Content starts
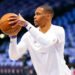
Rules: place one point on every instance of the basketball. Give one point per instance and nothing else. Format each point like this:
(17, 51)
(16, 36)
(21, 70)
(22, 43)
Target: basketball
(6, 28)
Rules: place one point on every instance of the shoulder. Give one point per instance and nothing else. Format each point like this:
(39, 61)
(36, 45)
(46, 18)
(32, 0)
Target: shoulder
(25, 35)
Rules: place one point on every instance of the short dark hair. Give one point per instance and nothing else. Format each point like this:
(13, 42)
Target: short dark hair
(48, 9)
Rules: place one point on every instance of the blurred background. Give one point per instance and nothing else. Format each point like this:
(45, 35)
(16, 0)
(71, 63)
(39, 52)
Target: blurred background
(64, 16)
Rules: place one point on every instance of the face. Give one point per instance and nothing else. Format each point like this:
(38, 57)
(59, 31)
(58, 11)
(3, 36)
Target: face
(41, 17)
Content ends
> [AIM OF THE TASK] Where a picture appears in the material above, skip it, and print the rest exactly.

> [RESULT FOR THIS TASK]
Rules: place one point on every instance of the basketball. Give one point per instance and nothing else. Format each point like this:
(17, 51)
(16, 36)
(21, 70)
(22, 43)
Target: basketball
(6, 28)
Rules: place one point on every instance of the shoulder. Give one point per instance and nothing else. Format each point like this:
(39, 61)
(36, 45)
(46, 18)
(32, 0)
Target: shoulder
(25, 35)
Rules: place one point on every instance of the short dark hair. Give one point per instance and nothing else. Format each point like this:
(13, 42)
Target: short dark hair
(48, 9)
Rules: place one point on every instance of the blurred background. Give one point per instance and nothing else. Format each point like this:
(45, 35)
(16, 0)
(71, 63)
(39, 52)
Target: blurred background
(64, 16)
Rules: place one point on every instance of the face. Give one point per instance and nothing else. Format each point like this:
(38, 57)
(59, 31)
(58, 11)
(3, 36)
Target: face
(41, 17)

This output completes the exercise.